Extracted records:
>>>
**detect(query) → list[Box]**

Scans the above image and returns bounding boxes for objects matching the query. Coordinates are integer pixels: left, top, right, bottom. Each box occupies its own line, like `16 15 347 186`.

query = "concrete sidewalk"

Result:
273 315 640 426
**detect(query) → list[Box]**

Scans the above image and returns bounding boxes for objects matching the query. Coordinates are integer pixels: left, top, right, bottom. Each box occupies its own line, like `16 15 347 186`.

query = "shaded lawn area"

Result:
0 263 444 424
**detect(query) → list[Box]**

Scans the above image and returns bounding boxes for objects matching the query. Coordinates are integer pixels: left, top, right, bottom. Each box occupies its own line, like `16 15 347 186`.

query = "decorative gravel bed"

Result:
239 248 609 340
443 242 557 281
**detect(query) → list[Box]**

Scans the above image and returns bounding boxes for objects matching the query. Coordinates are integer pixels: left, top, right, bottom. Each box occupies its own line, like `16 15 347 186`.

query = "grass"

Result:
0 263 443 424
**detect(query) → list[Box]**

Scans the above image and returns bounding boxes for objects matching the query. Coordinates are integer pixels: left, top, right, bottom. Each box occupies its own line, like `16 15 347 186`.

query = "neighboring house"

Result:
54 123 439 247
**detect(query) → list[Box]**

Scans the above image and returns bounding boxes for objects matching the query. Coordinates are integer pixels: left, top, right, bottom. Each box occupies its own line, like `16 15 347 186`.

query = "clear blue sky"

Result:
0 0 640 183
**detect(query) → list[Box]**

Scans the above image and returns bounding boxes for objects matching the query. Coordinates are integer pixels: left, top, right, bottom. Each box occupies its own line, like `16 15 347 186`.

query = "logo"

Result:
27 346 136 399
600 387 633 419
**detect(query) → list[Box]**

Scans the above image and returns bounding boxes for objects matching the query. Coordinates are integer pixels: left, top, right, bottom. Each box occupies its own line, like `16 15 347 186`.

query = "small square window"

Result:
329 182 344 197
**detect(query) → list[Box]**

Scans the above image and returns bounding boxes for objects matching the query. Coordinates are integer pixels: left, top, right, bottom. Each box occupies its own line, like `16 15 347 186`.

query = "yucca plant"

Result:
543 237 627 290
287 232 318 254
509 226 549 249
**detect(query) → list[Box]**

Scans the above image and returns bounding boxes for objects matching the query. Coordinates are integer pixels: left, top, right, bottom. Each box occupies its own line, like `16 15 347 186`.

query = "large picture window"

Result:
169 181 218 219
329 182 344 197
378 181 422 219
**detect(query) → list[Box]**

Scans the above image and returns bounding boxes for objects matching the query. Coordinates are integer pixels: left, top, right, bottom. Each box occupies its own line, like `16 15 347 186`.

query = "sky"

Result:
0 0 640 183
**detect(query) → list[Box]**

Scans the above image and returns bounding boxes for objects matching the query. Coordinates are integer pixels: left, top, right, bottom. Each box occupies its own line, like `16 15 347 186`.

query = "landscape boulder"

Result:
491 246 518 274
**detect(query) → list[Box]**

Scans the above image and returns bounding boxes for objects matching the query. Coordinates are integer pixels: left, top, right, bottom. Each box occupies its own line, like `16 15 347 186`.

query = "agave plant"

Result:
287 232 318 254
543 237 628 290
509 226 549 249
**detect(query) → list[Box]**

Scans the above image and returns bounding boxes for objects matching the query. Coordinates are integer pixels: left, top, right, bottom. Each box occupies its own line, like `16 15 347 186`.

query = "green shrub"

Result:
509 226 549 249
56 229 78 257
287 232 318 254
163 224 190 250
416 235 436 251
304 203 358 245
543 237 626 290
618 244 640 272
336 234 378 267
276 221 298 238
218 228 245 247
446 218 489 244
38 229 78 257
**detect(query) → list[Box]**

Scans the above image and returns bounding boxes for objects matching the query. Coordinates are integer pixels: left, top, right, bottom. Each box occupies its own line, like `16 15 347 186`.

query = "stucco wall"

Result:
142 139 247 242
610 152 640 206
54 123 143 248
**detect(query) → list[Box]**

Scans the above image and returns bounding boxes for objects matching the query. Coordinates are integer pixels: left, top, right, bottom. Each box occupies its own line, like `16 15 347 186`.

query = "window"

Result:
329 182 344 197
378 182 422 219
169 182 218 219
<<<
## Given request
Filter the lines above, keeping every line that contains the string "plant". Case counts.

## Output of the task
query = "yucca plant"
query = "agave plant"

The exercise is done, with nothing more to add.